## Exercises
[a] Please list every function name that appears in the aurora forecast excerpt.
[b] According to the aurora forecast excerpt, what loads the ascii data from the SWPC?

## Selection

• • • •

And the blended image is complete,note that the subplot transform is used in the set_clip_to_path function:

Blended image based on current datetime.

Now, it's time to plot the aurora forecast.

Loading and Plotting the Aurora Forecast

This section will mostly be a reproduction of the code demonstrated here, with some minor differences.  Esentially, Numpy loadtxt is used to load the ascii data from the SWPC into a 2 dimensional array and the array is plotted on the map.  The first step is to define a cool looking aurora color bar.  This a a direct reproduction from the Cartopy example because I think they did a nice job with the color scales.

def aurora_cmap():
    """Return a colormap with aurora like colors"""

• • • •

## Data supplied
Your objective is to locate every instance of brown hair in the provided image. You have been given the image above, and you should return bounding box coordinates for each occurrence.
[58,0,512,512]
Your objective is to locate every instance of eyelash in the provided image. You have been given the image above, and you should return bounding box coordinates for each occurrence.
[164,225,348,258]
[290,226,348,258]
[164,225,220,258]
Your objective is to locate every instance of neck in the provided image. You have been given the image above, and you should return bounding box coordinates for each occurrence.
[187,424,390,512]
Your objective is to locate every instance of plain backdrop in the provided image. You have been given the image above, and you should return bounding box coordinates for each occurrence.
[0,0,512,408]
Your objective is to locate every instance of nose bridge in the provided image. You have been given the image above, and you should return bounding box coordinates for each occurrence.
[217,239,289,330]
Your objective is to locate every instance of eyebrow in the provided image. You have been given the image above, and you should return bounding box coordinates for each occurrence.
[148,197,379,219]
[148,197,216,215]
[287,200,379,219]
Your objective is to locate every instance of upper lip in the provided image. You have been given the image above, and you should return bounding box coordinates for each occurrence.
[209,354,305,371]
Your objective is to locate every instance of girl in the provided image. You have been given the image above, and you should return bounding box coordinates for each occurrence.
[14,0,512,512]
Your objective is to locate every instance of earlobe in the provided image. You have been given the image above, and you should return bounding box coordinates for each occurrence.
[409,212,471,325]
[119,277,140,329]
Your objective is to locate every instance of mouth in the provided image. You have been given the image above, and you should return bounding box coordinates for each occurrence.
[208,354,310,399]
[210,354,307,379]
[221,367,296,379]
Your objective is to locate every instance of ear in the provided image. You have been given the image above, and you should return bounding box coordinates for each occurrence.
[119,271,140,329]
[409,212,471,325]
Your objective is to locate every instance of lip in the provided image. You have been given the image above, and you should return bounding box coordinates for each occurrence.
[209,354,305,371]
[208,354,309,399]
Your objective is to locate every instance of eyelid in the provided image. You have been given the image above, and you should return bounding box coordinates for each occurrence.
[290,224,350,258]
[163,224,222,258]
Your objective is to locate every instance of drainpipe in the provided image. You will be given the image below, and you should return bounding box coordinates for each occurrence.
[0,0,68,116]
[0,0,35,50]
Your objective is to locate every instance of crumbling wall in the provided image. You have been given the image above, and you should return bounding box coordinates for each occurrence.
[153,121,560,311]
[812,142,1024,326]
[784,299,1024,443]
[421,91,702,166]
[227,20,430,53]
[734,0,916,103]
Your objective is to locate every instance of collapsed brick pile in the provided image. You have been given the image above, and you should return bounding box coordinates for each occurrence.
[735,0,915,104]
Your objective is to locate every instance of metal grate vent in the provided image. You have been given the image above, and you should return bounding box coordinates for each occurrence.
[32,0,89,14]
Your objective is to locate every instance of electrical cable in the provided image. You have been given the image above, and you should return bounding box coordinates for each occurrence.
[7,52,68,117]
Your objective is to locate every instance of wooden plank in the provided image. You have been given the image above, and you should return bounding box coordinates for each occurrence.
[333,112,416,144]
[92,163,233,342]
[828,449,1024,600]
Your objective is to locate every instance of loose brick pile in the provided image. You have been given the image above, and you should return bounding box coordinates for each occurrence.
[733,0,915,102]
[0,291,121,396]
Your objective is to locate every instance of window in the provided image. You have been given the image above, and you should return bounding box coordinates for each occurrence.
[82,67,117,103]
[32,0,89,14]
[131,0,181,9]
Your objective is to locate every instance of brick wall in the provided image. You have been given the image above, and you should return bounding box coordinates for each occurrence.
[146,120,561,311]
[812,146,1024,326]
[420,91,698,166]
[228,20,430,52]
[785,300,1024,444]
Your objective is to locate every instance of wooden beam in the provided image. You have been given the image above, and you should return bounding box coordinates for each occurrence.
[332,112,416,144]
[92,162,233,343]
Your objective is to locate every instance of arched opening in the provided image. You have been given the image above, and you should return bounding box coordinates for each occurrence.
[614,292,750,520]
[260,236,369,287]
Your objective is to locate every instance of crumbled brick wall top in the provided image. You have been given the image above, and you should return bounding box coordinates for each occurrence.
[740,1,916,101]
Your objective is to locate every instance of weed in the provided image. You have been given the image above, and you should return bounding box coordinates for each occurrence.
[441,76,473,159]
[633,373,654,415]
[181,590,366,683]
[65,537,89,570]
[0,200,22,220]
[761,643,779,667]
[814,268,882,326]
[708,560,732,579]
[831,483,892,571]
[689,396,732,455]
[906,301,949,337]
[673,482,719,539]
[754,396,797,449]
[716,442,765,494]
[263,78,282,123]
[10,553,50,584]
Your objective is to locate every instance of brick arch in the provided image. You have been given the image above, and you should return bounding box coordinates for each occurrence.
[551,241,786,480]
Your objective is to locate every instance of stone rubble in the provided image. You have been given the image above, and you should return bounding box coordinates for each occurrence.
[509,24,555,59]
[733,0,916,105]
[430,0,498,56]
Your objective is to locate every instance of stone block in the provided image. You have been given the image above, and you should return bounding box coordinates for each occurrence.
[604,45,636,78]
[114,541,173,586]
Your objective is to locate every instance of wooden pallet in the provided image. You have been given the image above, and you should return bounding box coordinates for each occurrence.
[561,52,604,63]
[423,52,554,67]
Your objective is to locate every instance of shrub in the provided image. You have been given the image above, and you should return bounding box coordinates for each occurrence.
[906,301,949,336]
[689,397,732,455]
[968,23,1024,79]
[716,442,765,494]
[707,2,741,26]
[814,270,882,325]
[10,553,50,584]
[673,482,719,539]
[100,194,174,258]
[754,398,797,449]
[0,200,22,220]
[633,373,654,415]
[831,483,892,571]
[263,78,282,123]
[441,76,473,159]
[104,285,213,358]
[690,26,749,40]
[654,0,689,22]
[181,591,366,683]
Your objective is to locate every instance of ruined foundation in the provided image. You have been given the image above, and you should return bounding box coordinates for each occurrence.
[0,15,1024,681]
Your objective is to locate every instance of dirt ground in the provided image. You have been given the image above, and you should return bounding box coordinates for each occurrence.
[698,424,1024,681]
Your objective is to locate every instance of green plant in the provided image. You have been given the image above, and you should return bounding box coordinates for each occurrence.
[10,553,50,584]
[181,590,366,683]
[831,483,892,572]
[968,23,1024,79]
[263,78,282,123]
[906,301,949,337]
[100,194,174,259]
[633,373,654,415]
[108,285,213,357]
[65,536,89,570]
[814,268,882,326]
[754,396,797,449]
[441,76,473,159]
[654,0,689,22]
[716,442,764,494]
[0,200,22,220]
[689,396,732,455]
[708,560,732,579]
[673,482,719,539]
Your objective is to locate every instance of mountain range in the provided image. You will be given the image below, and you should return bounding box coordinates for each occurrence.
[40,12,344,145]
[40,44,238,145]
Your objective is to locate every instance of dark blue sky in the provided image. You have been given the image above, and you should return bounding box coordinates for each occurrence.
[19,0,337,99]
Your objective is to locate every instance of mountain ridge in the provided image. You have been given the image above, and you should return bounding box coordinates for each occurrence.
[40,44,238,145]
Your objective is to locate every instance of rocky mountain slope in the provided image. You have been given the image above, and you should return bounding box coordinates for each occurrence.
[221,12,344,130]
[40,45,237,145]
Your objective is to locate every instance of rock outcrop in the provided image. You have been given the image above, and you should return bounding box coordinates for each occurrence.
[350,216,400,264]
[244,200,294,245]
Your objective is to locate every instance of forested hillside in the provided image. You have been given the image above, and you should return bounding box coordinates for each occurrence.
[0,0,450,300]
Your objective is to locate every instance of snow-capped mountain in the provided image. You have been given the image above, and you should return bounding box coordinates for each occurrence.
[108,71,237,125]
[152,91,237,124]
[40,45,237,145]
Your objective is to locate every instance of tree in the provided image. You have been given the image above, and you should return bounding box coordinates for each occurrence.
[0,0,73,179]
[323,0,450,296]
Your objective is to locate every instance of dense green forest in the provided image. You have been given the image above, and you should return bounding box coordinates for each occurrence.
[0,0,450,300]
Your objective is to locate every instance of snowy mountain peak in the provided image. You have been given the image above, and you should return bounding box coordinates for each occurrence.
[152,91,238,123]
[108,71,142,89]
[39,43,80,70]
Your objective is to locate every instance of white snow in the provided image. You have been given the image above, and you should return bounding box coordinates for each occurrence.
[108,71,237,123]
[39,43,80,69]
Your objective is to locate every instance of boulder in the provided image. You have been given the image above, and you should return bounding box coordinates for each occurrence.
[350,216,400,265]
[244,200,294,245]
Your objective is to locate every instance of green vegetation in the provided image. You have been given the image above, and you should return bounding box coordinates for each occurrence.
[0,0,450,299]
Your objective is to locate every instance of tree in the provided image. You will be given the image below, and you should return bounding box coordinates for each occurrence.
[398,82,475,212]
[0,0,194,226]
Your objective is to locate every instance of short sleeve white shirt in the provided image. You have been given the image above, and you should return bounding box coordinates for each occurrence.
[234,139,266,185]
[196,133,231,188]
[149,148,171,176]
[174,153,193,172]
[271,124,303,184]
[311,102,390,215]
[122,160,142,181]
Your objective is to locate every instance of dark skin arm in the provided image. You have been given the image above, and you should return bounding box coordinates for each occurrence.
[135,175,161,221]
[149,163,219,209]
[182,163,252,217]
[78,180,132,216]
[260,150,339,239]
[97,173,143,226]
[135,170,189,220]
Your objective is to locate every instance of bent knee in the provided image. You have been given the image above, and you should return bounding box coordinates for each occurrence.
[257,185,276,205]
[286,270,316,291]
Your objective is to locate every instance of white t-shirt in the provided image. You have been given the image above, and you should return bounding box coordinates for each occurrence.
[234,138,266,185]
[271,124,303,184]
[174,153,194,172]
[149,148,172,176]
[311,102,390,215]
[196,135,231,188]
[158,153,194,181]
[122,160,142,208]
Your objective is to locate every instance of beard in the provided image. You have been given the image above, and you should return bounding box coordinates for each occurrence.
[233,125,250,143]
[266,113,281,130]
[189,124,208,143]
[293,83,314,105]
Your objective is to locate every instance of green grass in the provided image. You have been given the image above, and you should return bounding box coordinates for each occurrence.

• • • •

## Exercise solutions
[a] set_clip_to_path, loadtxt, aurora_cmap

[b] Numpy loadtxt loads it into a two-dimensional array.